[START OF Input data]

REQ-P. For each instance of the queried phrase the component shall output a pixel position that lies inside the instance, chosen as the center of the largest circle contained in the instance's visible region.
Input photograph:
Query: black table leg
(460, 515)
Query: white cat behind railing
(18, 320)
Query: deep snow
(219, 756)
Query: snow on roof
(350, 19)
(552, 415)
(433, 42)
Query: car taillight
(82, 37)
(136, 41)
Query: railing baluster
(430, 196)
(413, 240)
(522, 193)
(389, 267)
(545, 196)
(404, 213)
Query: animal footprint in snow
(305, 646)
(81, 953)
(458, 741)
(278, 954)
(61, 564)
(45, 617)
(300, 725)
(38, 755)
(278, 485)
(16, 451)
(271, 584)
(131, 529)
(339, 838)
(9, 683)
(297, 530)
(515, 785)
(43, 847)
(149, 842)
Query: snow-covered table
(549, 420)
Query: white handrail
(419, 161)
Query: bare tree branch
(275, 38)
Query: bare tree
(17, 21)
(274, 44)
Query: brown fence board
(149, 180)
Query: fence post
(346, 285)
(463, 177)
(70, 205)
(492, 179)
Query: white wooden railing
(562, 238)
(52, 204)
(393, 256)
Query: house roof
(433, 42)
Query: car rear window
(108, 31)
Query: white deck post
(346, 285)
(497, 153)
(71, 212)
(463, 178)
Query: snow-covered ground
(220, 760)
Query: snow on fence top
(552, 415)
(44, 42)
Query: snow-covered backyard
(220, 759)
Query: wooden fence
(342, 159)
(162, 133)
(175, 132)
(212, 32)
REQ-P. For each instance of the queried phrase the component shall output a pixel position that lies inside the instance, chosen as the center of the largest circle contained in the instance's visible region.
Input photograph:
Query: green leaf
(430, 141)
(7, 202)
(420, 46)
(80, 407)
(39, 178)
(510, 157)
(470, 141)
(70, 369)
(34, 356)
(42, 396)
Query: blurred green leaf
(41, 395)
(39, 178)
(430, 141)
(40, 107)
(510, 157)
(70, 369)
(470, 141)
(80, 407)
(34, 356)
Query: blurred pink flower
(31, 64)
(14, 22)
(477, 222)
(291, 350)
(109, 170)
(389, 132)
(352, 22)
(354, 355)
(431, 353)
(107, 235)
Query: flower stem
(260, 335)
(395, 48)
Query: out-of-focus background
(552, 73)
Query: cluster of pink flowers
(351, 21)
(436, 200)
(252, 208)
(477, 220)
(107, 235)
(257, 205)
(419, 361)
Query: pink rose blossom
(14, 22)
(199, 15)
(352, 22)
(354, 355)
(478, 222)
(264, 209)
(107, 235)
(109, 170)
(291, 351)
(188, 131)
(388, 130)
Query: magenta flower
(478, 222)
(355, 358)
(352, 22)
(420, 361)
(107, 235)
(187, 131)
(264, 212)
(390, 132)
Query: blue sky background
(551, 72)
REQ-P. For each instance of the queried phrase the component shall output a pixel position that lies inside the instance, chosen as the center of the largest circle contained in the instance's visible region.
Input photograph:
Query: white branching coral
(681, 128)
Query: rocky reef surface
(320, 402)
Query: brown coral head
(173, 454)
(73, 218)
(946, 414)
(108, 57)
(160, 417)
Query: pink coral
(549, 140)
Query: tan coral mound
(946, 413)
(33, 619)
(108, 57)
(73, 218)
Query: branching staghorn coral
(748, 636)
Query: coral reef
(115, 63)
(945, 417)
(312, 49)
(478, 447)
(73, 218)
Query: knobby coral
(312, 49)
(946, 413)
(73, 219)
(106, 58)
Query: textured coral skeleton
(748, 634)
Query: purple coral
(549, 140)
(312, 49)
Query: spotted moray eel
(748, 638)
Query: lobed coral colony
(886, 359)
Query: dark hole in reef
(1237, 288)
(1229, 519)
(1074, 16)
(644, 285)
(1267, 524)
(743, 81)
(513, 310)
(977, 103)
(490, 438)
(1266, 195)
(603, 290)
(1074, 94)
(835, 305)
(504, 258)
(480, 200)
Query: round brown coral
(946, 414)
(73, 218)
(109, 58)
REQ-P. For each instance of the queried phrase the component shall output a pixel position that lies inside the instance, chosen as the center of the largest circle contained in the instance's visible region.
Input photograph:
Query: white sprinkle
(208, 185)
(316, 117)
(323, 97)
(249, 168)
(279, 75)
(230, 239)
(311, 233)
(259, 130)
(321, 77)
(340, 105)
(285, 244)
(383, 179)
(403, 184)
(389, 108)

[END OF Input data]

### The problem
Repeat the data above exactly.

### Response to the task
REQ-P. For each instance of the queried phrase the component shall output a pixel position that lies inside the instance, chosen as the center of the largest circle contained in the instance's visible region.
Input photograph:
Query: black table leg
(460, 515)
Query: white cat behind railing
(18, 320)
Query: deep snow
(219, 756)
Query: snow on roof
(350, 19)
(552, 415)
(433, 42)
Query: car taillight
(82, 37)
(136, 41)
Query: railing baluster
(430, 196)
(413, 240)
(522, 193)
(389, 267)
(545, 196)
(404, 213)
Query: animal footprint in snow
(305, 646)
(81, 953)
(458, 741)
(278, 954)
(61, 564)
(45, 617)
(300, 725)
(38, 755)
(278, 485)
(16, 451)
(271, 584)
(131, 529)
(339, 838)
(9, 683)
(297, 530)
(515, 785)
(43, 847)
(149, 842)
Query: snow-covered table
(549, 420)
Query: white handrail
(419, 161)
Query: bare tree branch
(275, 38)
Query: bare tree
(17, 21)
(274, 44)
Query: brown fence board
(149, 180)
Query: fence post
(346, 285)
(463, 177)
(70, 205)
(492, 179)
Query: white wooden railing
(562, 238)
(52, 204)
(393, 256)
Query: house roof
(433, 42)
Query: car rear window
(108, 31)
Query: white deck post
(346, 285)
(497, 153)
(71, 212)
(463, 178)
Query: snow-covered ground
(220, 760)
Query: snow on fence top
(552, 415)
(44, 42)
Query: snow-covered backyard
(220, 759)
Query: wooden fence
(342, 159)
(162, 133)
(175, 132)
(212, 32)
REQ-P. For each instance of the queried phrase the component shall output a pixel position that lies inside the instance, chosen as the center of the largest circle contained in the instance's visible region.
Input photograph:
Query: green leaf
(430, 141)
(7, 202)
(420, 46)
(80, 407)
(39, 178)
(510, 157)
(470, 141)
(70, 369)
(34, 356)
(42, 396)
Query: blurred green leaf
(41, 395)
(39, 178)
(430, 141)
(40, 107)
(510, 157)
(70, 369)
(470, 141)
(80, 407)
(34, 356)
Query: blurred pink flower
(31, 64)
(14, 22)
(477, 222)
(291, 350)
(109, 170)
(389, 132)
(352, 22)
(354, 355)
(431, 353)
(107, 235)
Query: flower stem
(260, 335)
(395, 48)
Query: out-of-focus background
(552, 73)
Query: cluster of pink flowers
(351, 21)
(436, 200)
(252, 208)
(477, 220)
(107, 235)
(257, 205)
(419, 361)
Query: pink rose blossom
(14, 22)
(199, 15)
(352, 22)
(354, 355)
(478, 222)
(264, 209)
(107, 235)
(109, 170)
(291, 351)
(188, 131)
(388, 130)
Query: magenta flower
(478, 222)
(355, 358)
(352, 22)
(420, 361)
(107, 235)
(187, 131)
(264, 212)
(390, 132)
Query: blue sky background
(551, 72)
REQ-P. For each instance of the queried phrase the component shall output a pixel position that lies inside the instance, chosen as the center of the largest circle contained in the instance's visible region.
Input photograph:
Query: white branching coral
(681, 128)
Query: rocky reef surface
(320, 402)
Query: brown coral head
(173, 454)
(73, 218)
(946, 414)
(108, 57)
(160, 417)
Query: pink coral
(549, 140)
Query: tan coral mound
(946, 413)
(33, 619)
(108, 57)
(73, 218)
Query: branching staghorn coral
(748, 636)
Query: coral reef
(115, 63)
(945, 417)
(312, 49)
(478, 447)
(73, 218)
Query: knobby coral
(312, 49)
(946, 413)
(73, 219)
(106, 58)
Query: textured coral skeleton
(748, 634)
Query: purple coral
(549, 140)
(312, 49)
Query: spotted moray eel
(748, 638)
Query: lobed coral colony
(886, 359)
Query: dark hole in reef
(1237, 288)
(1229, 519)
(1074, 16)
(644, 285)
(1267, 524)
(743, 81)
(513, 310)
(977, 103)
(490, 438)
(1266, 195)
(603, 290)
(1074, 94)
(835, 305)
(504, 258)
(480, 200)
Query: round brown coral
(946, 414)
(73, 218)
(109, 58)
REQ-P. For each instance of the queried phrase the component shall output a pixel position that lies inside the instance, chosen as the center of the largest circle contained in the instance's visible region.
Input photograph:
Query: white sprinkle
(208, 185)
(316, 117)
(323, 97)
(249, 168)
(279, 75)
(230, 239)
(311, 233)
(259, 130)
(321, 77)
(340, 105)
(285, 244)
(383, 179)
(403, 184)
(389, 108)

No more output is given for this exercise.